TEXT SEGMENT
Commanders and leaders
- Saumacus: Kingdom of Pontus: Mithradates VI Diophantus Bosporan Kingdom: Paerisades V †

Strength
- Unknown: Unknown

Casualties and losses
- Possibly heavy: Unknown

= Scythian revolt against Mithridates VI =

The Scythian revolt against Mithridates VI was a major uprising started in 107 BCE in Crimea, led by the Scythian Saumacus against the occupying forces of the Bosporan Kingdom and allied Kingdom of Pontus forces led by the general Diophantus. In the end the revolt was suppressed, the Spartocid dynasty came to an end, and the Bosporan Kingdom fell under Pontic control.

== Background ==
After the first Crimean campaign of Diophantus, Scythian Crimea fell under Bosporan control. Tensions between the native population and the Bosporan Kingdom were steadily increasing, with Paerisades IV potentially having been killed during one of these conflicts. His successor, his younger brother Paerisades V, found himself unable to make headway against the increasingly violent Scythian attacks and called for the aid of Mithradates VI of Pontus, willing to surrender Bosporan independence in exchange for survival. Mithradates then dispatched his general Diophantus to enter into talks with Paerisades, hoping to bring the Bosporan Kingdom under his control.

== Revolt ==
In the city of Panticapaeum, Paerisades and Diophantus met to finalize their prior agreement to trade Bosporan sovereignty for Pontic protection. In an attempt to derail this plan, the talks were interrupted by a major Scythian uprising under the leadership of one Saumacus. Saumacus was likely a Scythian noble or hostage who was adopted by Paerisades himself in a likely attempt to appease the native population and secure political ties. The Scythians were also aided by the Roxolani, a Sarmatian people.

STORED DATA
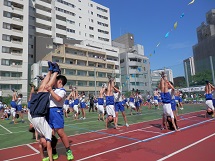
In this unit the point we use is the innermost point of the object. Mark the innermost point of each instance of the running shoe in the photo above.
(46, 159)
(51, 66)
(56, 68)
(55, 156)
(69, 155)
(104, 85)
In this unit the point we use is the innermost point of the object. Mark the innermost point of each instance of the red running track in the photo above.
(134, 143)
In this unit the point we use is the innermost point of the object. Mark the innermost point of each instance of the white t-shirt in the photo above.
(60, 92)
(19, 101)
(117, 97)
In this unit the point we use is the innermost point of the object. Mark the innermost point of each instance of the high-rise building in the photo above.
(86, 67)
(189, 69)
(155, 75)
(135, 67)
(54, 23)
(14, 45)
(33, 28)
(204, 51)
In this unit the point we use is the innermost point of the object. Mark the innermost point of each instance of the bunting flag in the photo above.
(175, 25)
(167, 35)
(191, 2)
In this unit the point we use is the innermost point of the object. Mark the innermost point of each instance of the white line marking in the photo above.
(21, 157)
(176, 152)
(150, 131)
(154, 137)
(105, 129)
(6, 129)
(35, 150)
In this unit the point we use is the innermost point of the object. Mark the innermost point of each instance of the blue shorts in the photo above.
(213, 102)
(55, 118)
(19, 108)
(82, 105)
(119, 107)
(137, 104)
(71, 105)
(13, 104)
(173, 105)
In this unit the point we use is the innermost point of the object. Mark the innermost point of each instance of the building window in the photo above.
(5, 49)
(5, 62)
(122, 61)
(91, 28)
(6, 25)
(91, 36)
(6, 37)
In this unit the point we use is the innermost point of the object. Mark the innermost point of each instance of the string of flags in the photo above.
(175, 25)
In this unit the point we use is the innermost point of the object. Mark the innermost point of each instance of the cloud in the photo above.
(180, 45)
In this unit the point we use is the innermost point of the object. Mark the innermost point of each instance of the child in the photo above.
(208, 96)
(39, 105)
(55, 118)
(101, 102)
(13, 106)
(19, 106)
(118, 105)
(83, 105)
(111, 115)
(164, 85)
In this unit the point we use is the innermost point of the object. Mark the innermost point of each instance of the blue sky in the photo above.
(150, 20)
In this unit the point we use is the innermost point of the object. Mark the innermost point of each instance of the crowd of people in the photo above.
(47, 107)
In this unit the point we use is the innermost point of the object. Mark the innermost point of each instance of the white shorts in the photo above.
(209, 103)
(65, 107)
(29, 116)
(42, 127)
(167, 110)
(13, 112)
(101, 109)
(131, 104)
(110, 110)
(75, 108)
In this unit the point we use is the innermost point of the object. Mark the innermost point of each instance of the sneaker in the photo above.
(69, 155)
(104, 85)
(46, 159)
(50, 65)
(55, 156)
(56, 68)
(40, 77)
(31, 85)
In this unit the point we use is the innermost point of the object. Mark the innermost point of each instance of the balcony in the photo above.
(43, 22)
(42, 3)
(43, 31)
(41, 12)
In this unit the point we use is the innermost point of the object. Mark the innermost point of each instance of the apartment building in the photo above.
(155, 75)
(135, 66)
(13, 46)
(26, 24)
(86, 65)
(53, 23)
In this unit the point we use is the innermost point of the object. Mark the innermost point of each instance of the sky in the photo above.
(150, 21)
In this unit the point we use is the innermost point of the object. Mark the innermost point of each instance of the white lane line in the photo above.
(31, 147)
(150, 131)
(105, 129)
(137, 142)
(176, 152)
(6, 129)
(24, 156)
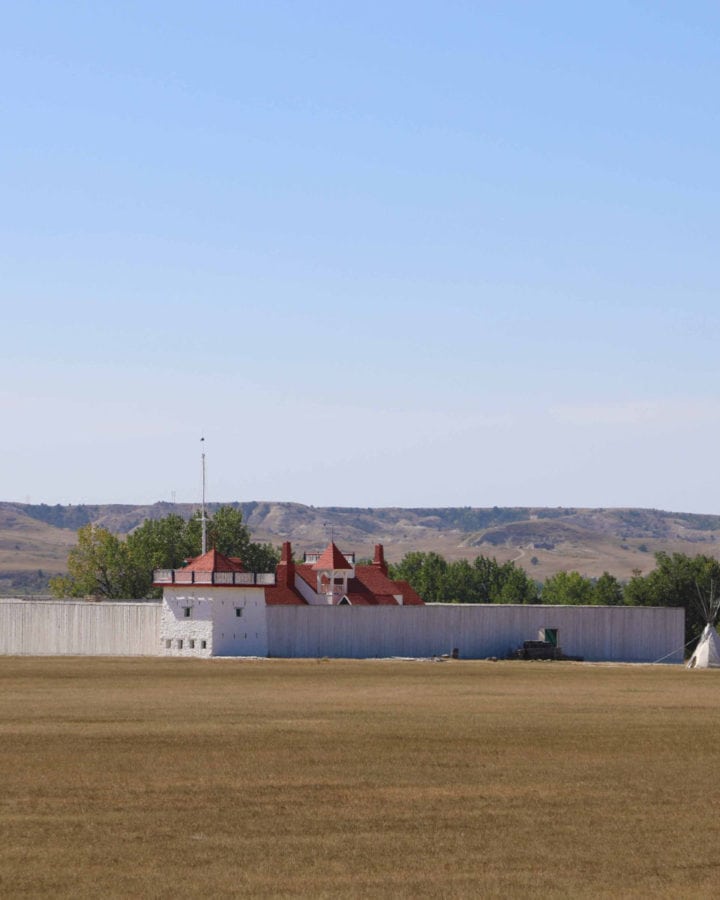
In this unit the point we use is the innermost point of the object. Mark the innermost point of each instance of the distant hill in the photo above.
(35, 538)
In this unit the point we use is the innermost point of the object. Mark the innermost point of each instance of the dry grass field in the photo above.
(167, 778)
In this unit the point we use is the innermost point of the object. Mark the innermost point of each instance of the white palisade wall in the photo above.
(119, 628)
(612, 633)
(203, 620)
(79, 628)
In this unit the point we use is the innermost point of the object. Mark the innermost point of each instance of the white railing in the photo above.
(313, 556)
(231, 579)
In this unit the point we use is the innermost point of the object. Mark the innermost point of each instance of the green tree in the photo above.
(98, 566)
(567, 588)
(607, 591)
(425, 572)
(101, 564)
(515, 586)
(676, 580)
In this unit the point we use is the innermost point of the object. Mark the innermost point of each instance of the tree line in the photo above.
(677, 580)
(104, 565)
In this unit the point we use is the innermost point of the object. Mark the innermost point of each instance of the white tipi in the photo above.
(707, 652)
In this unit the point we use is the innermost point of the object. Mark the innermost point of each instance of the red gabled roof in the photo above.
(331, 558)
(369, 585)
(280, 595)
(214, 561)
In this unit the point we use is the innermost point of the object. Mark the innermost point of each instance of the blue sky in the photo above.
(416, 254)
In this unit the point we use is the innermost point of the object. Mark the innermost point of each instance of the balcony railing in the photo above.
(232, 579)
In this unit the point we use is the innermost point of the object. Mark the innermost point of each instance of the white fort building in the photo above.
(325, 606)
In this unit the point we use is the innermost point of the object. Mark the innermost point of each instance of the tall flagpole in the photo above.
(203, 518)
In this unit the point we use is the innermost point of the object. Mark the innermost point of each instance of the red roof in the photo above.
(370, 586)
(331, 558)
(214, 561)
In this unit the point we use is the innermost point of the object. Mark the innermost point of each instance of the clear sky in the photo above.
(378, 253)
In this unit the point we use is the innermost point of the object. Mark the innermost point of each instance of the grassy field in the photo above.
(173, 778)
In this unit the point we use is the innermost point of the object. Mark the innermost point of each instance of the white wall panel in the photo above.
(48, 628)
(622, 634)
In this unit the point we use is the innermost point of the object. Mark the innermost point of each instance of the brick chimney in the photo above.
(285, 572)
(379, 559)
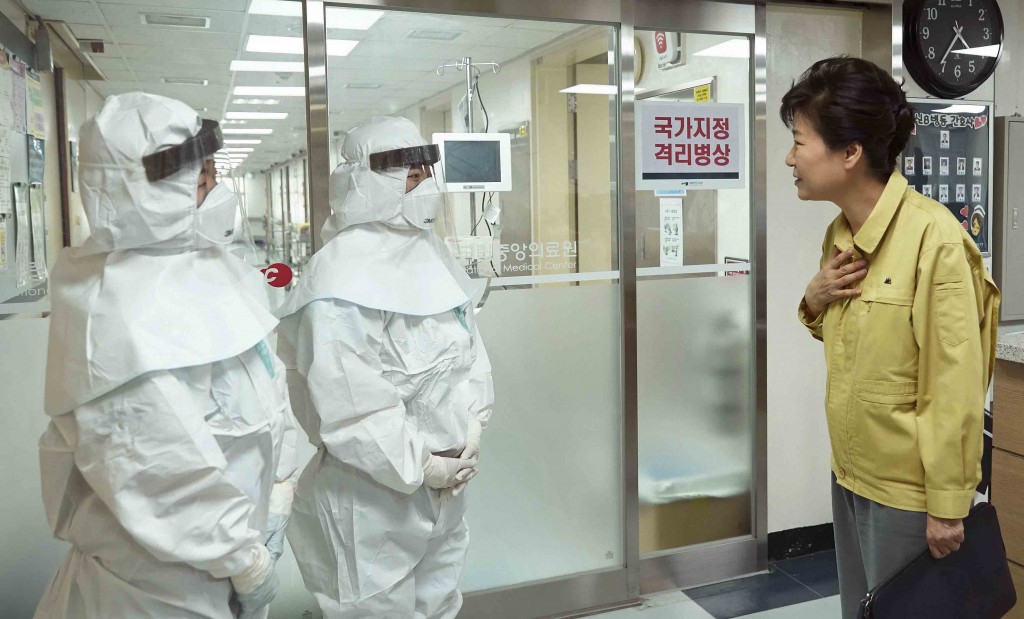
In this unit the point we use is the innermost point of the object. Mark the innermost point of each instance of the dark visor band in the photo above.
(400, 158)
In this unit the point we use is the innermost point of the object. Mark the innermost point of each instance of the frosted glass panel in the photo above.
(695, 410)
(548, 499)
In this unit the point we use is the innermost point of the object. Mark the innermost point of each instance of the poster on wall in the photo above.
(689, 146)
(948, 159)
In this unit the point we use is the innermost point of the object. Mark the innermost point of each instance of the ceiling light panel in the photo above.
(269, 91)
(434, 35)
(294, 45)
(172, 21)
(185, 81)
(337, 17)
(257, 115)
(267, 66)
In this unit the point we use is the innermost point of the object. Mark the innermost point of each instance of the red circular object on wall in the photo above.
(278, 275)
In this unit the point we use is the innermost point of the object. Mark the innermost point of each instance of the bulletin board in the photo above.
(24, 275)
(948, 158)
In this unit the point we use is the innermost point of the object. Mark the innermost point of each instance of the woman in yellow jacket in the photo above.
(906, 312)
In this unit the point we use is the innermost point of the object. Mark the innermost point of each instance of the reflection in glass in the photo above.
(694, 331)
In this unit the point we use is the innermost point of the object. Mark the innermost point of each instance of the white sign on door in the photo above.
(689, 146)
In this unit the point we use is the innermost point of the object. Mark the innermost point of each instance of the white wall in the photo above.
(1009, 85)
(798, 441)
(255, 187)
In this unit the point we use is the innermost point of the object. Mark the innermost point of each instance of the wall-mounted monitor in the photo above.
(475, 162)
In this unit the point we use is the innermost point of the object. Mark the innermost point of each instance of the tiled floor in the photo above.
(806, 587)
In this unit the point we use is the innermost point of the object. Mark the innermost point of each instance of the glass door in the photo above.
(694, 303)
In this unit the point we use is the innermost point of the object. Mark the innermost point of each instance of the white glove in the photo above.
(439, 472)
(276, 523)
(472, 451)
(257, 586)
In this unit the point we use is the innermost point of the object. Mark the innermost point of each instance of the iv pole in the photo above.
(467, 65)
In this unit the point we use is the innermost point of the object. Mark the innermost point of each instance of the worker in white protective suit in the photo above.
(394, 387)
(169, 460)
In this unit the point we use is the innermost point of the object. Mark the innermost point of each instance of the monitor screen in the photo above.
(472, 161)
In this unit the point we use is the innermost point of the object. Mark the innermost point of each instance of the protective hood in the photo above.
(125, 209)
(139, 295)
(373, 256)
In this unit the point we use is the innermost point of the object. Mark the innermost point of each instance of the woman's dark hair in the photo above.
(852, 100)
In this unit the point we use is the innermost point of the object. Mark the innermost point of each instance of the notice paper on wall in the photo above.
(3, 242)
(672, 232)
(36, 207)
(17, 95)
(23, 235)
(5, 201)
(6, 91)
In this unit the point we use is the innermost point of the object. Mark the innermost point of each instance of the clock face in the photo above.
(951, 46)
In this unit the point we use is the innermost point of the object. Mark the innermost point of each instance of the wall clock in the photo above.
(950, 47)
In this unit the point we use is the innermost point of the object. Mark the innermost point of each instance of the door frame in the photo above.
(674, 569)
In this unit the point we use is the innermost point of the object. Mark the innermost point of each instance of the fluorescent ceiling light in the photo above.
(186, 81)
(434, 35)
(270, 90)
(988, 50)
(733, 48)
(189, 22)
(267, 66)
(293, 45)
(257, 115)
(346, 18)
(255, 101)
(591, 89)
(963, 110)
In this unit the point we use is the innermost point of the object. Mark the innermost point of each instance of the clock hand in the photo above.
(960, 35)
(951, 43)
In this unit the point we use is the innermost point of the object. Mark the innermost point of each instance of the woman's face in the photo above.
(819, 172)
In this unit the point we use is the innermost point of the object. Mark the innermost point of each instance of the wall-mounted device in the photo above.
(475, 162)
(950, 48)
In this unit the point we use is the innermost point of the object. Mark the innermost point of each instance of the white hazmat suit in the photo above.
(390, 372)
(170, 423)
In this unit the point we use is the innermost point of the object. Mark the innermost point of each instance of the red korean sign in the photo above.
(690, 146)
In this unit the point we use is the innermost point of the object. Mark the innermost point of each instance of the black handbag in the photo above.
(972, 583)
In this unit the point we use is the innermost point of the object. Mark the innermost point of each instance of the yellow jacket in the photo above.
(910, 360)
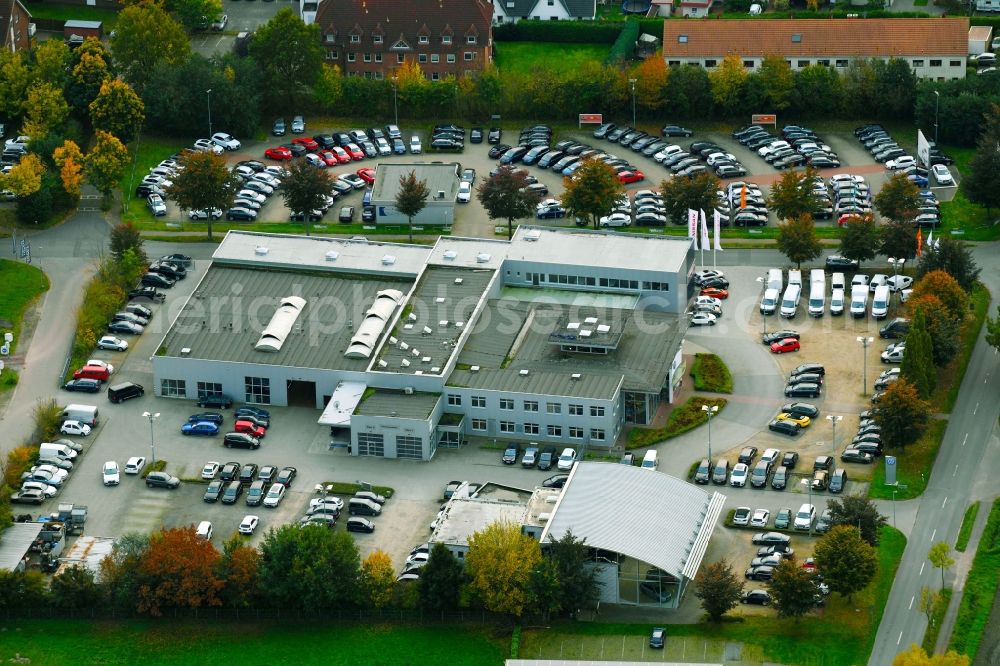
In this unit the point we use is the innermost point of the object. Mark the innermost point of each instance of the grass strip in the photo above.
(968, 522)
(686, 417)
(980, 587)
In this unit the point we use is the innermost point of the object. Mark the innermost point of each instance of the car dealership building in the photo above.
(558, 336)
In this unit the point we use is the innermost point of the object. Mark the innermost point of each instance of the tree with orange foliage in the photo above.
(180, 571)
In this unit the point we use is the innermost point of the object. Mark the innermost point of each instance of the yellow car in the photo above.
(803, 421)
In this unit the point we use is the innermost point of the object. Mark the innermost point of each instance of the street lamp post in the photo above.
(865, 341)
(834, 419)
(152, 443)
(632, 83)
(208, 93)
(710, 411)
(395, 106)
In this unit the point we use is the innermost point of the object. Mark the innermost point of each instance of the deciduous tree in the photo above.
(377, 578)
(206, 183)
(718, 588)
(499, 564)
(898, 199)
(847, 561)
(118, 110)
(592, 192)
(411, 197)
(798, 241)
(106, 162)
(902, 414)
(504, 197)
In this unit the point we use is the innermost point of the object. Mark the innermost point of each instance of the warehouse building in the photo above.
(558, 336)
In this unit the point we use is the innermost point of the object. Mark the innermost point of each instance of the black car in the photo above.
(285, 476)
(219, 401)
(83, 385)
(555, 481)
(804, 390)
(784, 427)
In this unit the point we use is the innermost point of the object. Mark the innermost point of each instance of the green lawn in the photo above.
(78, 642)
(840, 635)
(523, 56)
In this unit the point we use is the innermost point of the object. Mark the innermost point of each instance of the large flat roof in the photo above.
(224, 318)
(652, 517)
(607, 249)
(514, 336)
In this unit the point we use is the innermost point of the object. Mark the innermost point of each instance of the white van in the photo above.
(837, 302)
(769, 303)
(859, 300)
(817, 299)
(880, 302)
(649, 460)
(60, 451)
(790, 302)
(82, 413)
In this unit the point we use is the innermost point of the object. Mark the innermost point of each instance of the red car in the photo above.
(715, 292)
(786, 345)
(250, 428)
(354, 151)
(631, 176)
(279, 153)
(340, 154)
(307, 142)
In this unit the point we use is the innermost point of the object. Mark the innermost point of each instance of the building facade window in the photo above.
(173, 388)
(371, 444)
(258, 390)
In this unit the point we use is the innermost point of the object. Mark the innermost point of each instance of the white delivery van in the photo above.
(790, 301)
(769, 303)
(859, 300)
(60, 451)
(880, 302)
(817, 299)
(82, 413)
(837, 302)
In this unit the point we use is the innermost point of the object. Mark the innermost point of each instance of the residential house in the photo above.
(371, 38)
(935, 48)
(511, 11)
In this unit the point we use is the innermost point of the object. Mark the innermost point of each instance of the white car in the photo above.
(942, 175)
(110, 474)
(135, 464)
(275, 494)
(566, 459)
(112, 343)
(206, 145)
(739, 476)
(75, 428)
(703, 319)
(226, 141)
(249, 524)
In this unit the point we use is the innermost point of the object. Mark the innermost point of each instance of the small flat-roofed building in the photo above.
(442, 181)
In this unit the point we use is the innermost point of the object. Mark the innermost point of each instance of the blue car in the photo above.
(203, 428)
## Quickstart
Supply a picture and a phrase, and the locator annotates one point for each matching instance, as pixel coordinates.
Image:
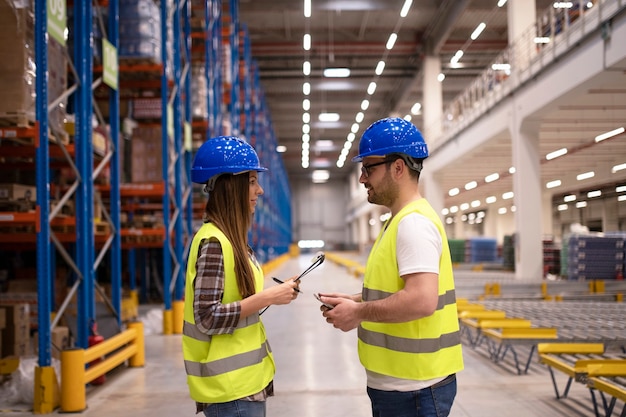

TASKS
**A)** According to the text on the Scythian revolt, in what year did the revolt begin?
**B)** Using the text on the Scythian revolt, write out the passage starting at "Commanders and leaders" and ending at "under Pontic control.", but switch "uprising" to "insurrection".

SOLUTION LIST
**A)** 107 BCE

**B)**
Commanders and leaders
- Saumacus: Kingdom of Pontus: Mithradates VI Diophantus Bosporan Kingdom: Paerisades V †

Strength
- Unknown: Unknown

Casualties and losses
- Possibly heavy: Unknown

= Scythian revolt against Mithridates VI =

The Scythian revolt against Mithridates VI was a major insurrection started in 107 BCE in Crimea, led by the Scythian Saumacus against the occupying forces of the Bosporan Kingdom and allied Kingdom of Pontus forces led by the general Diophantus. In the end the revolt was suppressed, the Spartocid dynasty came to an end, and the Bosporan Kingdom fell under Pontic control.